[Segmentation data]
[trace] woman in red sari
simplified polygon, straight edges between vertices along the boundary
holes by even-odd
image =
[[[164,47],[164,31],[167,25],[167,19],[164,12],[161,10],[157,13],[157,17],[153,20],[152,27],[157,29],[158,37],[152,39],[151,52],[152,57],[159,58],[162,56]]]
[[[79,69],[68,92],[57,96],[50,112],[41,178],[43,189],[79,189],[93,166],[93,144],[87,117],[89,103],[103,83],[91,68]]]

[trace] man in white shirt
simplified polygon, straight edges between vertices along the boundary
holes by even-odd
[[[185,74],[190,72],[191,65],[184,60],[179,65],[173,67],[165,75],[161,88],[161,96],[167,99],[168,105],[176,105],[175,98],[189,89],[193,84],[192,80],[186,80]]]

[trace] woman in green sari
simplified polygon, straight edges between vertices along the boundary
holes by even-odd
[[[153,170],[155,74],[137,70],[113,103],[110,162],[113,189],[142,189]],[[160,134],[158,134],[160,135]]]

==

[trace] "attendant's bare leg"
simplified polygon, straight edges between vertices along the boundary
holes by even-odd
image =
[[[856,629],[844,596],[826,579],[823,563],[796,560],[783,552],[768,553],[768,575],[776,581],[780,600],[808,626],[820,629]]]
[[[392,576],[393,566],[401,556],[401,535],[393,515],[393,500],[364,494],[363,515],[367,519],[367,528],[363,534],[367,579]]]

--- What is asked ---
List each line in the rows above that contains the string "sari". Case counts.

--- Written answer ---
[trace] woman in red sari
[trace] woman in green sari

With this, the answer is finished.